Return all the lines below in which the string "brownish" appears.

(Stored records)
*** Begin section ***
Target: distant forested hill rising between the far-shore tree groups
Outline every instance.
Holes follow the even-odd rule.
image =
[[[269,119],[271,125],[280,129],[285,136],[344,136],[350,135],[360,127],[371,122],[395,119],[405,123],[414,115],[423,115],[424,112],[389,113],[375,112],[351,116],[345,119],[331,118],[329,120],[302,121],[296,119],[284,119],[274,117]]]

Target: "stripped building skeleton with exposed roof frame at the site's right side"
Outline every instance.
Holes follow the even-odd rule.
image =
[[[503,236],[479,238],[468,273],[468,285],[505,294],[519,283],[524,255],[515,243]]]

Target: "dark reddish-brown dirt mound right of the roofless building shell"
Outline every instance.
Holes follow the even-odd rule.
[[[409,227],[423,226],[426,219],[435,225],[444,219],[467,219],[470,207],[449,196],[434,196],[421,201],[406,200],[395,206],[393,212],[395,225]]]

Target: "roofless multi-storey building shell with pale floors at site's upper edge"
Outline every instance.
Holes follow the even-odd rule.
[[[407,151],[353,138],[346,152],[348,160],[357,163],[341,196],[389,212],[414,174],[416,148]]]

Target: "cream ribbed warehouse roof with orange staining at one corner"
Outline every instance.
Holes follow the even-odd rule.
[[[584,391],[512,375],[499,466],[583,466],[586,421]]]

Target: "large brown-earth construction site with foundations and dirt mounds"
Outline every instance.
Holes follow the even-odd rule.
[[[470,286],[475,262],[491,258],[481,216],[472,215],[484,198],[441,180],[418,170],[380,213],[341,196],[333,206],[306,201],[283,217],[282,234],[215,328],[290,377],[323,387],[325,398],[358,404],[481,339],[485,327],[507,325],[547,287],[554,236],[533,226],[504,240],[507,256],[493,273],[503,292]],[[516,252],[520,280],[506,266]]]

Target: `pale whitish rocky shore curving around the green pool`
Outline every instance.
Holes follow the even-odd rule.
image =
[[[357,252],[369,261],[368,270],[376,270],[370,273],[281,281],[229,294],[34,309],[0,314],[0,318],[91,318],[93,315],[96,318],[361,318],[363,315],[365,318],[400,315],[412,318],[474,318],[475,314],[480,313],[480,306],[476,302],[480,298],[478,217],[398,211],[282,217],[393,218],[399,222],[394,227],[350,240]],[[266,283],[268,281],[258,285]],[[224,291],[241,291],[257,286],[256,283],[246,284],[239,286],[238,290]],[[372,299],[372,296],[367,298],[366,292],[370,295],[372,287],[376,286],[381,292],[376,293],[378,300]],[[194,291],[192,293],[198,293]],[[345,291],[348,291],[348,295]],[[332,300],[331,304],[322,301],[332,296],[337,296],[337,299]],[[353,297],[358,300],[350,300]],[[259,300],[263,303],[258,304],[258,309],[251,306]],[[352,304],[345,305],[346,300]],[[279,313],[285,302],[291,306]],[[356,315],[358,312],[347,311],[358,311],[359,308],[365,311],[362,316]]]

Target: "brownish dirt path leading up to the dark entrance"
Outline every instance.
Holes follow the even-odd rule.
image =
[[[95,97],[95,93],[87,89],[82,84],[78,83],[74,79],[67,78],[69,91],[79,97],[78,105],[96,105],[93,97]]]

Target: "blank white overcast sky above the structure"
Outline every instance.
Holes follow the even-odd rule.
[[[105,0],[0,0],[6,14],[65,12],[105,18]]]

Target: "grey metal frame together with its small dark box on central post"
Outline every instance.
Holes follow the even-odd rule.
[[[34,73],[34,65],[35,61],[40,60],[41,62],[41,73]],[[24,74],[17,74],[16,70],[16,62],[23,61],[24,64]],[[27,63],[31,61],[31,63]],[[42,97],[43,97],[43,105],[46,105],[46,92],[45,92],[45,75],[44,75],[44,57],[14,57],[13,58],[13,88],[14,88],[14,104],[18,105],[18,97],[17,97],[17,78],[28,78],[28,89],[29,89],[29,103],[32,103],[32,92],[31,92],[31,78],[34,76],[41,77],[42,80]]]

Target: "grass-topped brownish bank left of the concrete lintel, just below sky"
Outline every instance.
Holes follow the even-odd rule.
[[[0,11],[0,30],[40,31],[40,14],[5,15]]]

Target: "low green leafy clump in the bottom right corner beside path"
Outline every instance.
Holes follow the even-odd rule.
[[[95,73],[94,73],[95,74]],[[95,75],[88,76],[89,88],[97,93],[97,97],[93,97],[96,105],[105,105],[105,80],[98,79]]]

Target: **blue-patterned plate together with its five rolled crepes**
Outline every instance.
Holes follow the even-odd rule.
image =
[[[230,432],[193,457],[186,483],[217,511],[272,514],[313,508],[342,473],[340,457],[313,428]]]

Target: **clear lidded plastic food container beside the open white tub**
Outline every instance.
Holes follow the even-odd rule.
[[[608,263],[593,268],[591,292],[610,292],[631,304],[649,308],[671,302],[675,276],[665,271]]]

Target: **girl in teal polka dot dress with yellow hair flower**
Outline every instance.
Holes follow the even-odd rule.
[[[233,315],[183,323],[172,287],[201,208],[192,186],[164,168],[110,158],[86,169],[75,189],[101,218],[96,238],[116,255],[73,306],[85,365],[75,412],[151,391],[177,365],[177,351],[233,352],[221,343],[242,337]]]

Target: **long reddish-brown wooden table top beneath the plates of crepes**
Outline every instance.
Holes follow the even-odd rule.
*** End section ***
[Answer space]
Target: "brownish dirt path leading up to the dark entrance"
Target: "grass-topped brownish bank left of the concrete lintel, just below sky"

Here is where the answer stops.